I elected to install my x-axis DRO scale on the front of the table to not loose the Y travel when having it installed on the back of the table. In doing this I lost both the table travel limit stops and direct access to the threaded holes on the saddle that the table locks go into. The locks I can still make work but I'm thinking I'll be making some sort of locking handle with a jog in it to clear the DRO scale. The table stops will also still be possible in another way that I just haven't thought of or seen an example of yet. Installing the Y-axis DRO scale also made me remove the table stops strip originally located there as well. More details yet to be sorted out.

Thanks for the input on the pulley group mod. I'm going to keep that in mind once I see how I like the available speeds. I've got a motor and VFD on the shelf that I was tempted to put on this rebuild but I'm thinking I want to use it on something else.


----------



## Radials (Oct 30, 2018)

The original power switch is not located in a good location in my opinion. I'd prefer to have my hand up high and clear of the cutting area if I ever had to go for the switch in a hurry rather than reaching around the side next to the cutting tool. As mentioned there is a bracket I'm making (made) that will hold both the DRO head mount and the power switch up high on the machine which took care of this problem. The second problem was the large hole in the side of the casting where the old power switch used to be.

If you look back to the very first picture you'll see that the attached machine operator light was ripped out and resting on the knee. The threads in the casting were pretty bad and rather than trying to repair them I plugged the hole and painted over it. Figuring that somehow the future switch/ DRO arm would also have the light mounted to it. Instead of going that route I came up with another idea to swap the light to the opposite side of the mill and make a mount that would plug the original switch hole at the same time.




I welded together this bracket arm that bolts from the inside and clamps down on the casting.



The light cleaned up nicely and threads into the top of the arm, and the wiring is still routed inside the casting. There was some waviness between the surface of the column and my plate which created small gaps in places. I had some roll rubber on hand so I cut a 1/8" thick gasket to sandwich between the two surfaces to take up the gap and keep chips from collecting here. Probably a non issue once the way cover goes on and shields this area as well.


----------



## Grandpop (Oct 31, 2018)

I am in FL right now attending my rapidly failing father, but will send some photos when I get home Friday.

Mine did not have a factory light, but I did bolt one on the left side of casting. I also have a DRO from the PO, and the scale is on the front. That is why I needed the adjustable handle locks, as wasn't enough room under the scale to unlock and lock them. I can tell that on mine I keep the gib slightly loose, but you do need both locks tight when cutting with side of end mill.

PO never mounted the DRO head display so I made a pivoting arm base that mounts about where your light is.

Yes. I did drill thru the knee gib to get oil to the other side and added long oil grooves too.

I did not mention it, but this is my only mill. In order to mill the middle pulley base I bought a long belt that goes from motor to spindle pulley. This also provides added speed ranges even when the middle pulley is installed, I use it often.

I have designed a 3 piece riser system that will incorporate a long sliding dovetail block between upper / lower spacers so the head can be moved behind the table all the way out past front of table. Have the steel bought but have not made a chip yet. Hopefully will be my winter project. Kind of like putting a suit on a pig, but the size of the mill fits my available space perfectly.


----------



## Radials (Oct 31, 2018)

Location annotation data excerpts
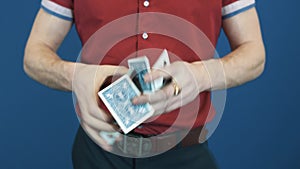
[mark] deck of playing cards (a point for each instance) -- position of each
(118, 96)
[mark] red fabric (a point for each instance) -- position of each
(227, 2)
(64, 3)
(91, 15)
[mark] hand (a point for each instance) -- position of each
(86, 83)
(186, 76)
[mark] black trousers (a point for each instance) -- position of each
(88, 155)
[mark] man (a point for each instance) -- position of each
(192, 76)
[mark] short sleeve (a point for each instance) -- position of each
(59, 8)
(233, 7)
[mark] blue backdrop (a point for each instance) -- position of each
(259, 129)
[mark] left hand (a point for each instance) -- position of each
(165, 100)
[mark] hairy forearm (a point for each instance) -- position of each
(243, 64)
(42, 64)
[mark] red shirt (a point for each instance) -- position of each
(91, 15)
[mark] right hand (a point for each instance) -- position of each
(86, 84)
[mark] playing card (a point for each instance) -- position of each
(141, 66)
(109, 137)
(117, 98)
(161, 62)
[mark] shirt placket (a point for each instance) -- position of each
(144, 35)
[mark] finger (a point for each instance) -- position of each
(116, 70)
(98, 124)
(94, 135)
(157, 73)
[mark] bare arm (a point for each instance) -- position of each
(43, 64)
(40, 60)
(245, 62)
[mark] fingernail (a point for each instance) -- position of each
(146, 78)
(134, 101)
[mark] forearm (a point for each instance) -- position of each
(243, 64)
(43, 65)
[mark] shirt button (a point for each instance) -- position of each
(146, 3)
(145, 35)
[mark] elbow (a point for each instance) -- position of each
(27, 61)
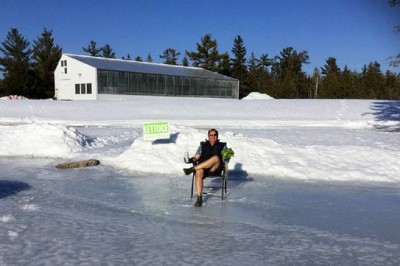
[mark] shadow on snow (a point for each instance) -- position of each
(8, 187)
(386, 111)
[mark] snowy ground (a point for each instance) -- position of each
(312, 182)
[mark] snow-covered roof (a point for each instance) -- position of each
(145, 67)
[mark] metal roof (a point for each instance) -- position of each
(145, 67)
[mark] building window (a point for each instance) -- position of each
(83, 88)
(89, 88)
(77, 89)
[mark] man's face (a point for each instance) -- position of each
(212, 137)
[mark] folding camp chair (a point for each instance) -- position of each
(223, 178)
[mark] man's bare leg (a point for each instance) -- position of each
(213, 163)
(199, 181)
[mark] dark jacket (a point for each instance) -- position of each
(208, 151)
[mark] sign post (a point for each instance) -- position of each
(156, 130)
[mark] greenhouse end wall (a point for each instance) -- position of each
(133, 83)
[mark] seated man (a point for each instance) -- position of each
(207, 162)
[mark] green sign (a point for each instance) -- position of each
(156, 130)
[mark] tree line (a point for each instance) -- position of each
(29, 71)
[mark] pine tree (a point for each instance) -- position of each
(287, 71)
(238, 63)
(185, 61)
(331, 82)
(149, 58)
(15, 64)
(45, 56)
(170, 56)
(92, 49)
(107, 51)
(207, 55)
(128, 57)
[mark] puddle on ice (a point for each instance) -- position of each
(101, 215)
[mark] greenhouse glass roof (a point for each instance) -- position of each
(145, 67)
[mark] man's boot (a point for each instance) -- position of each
(188, 171)
(199, 201)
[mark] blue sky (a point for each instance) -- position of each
(355, 32)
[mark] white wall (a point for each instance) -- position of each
(77, 73)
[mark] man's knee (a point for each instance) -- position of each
(199, 173)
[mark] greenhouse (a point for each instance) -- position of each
(89, 78)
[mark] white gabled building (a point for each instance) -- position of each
(79, 77)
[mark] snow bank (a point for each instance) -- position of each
(43, 129)
(257, 96)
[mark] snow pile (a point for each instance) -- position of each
(257, 96)
(304, 139)
(13, 97)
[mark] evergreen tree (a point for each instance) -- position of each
(290, 80)
(207, 55)
(395, 60)
(316, 79)
(224, 66)
(107, 51)
(259, 77)
(45, 56)
(392, 86)
(92, 49)
(170, 56)
(349, 84)
(331, 84)
(15, 64)
(238, 63)
(128, 57)
(185, 61)
(149, 58)
(373, 81)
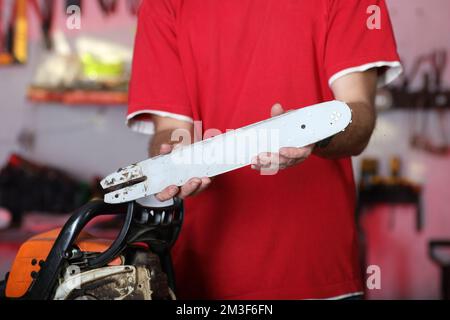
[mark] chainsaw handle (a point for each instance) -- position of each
(47, 277)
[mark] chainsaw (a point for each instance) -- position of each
(71, 264)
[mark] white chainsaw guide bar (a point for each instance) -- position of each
(227, 152)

◆ **PROBLEMS AND TASKS**:
a – From the mill rebuild thread, print the part starting with "The light cleaned" and going on through "Grandpop (Oct 31, 2018)".
b – Carry on the mill rebuild thread from the point where it stops.

◆ **TASK-BY-TASK ANSWERS**:
a –
The light cleaned up nicely and threads into the top of the arm, and the wiring is still routed inside the casting. There was some waviness between the surface of the column and my plate which created small gaps in places. I had some roll rubber on hand so I cut a 1/8" thick gasket to sandwich between the two surfaces to take up the gap and keep chips from collecting here. Probably a non issue once the way cover goes on and shields this area as well.


----------



## Grandpop (Oct 31, 2018)

b –
Grandpop said:


> I am in FL right now attending my rapidly failing father, but will send some photos when I get home Friday.
> 
> Mine did not have a factory light, but I did bolt one on the left side of casting. I also have a DRO from the PO, and the scale is on the front. That is why I needed the adjustable handle locks, as wasn't enough room under the scale to unlock and lock them. I can tell that on mine I keep the gib slightly loose, but you do need both locks tight when cutting with side of end mill.
> 
> ...



I'm very interested to see what you've done and what you've got in mind for that head sliding setup! I have been rolling around the idea of making a riser too that would incorporate a way to adjust the head nod without having to shim.    

Best of luck to you and your family with your father.

Nick


----------



## Grandpop (Nov 2, 2018)

Nick,
Thanks for the thoughts of my father. This site is welcome distraction right now!

Not sure where to start, so in no particular order, here is my mill today.



Some of the changes I made, some of which are mentioned above. First is the added oil lines to the lead and elevation screws (you can see the oil scrape marks I put back on. Yes I know that isn't the right way, but it way better than none). I just drilled thru the screw to get to the elevation gears/screw. Yours would need metering valves added if you did the same.



My machine did not have way wipers for the knee, so I drilled and tapped these holes for future wipers, then made and installed them with as much felt as possible.





Machine did have a front way wiper cover (no felt underneath of it), but did not have a rear way wiper cover. I had to remill the front one to allow for the felt, and made this rear wiper cover.




My motor mount pivot holes were bad, but not as bad as yours. This is how the mount drooped when I got it with all of the slop in it, and the pivot holes after the bushings were installed.





More to follow,
Ted


----------



## Grandpop (Nov 2, 2018)

part 2....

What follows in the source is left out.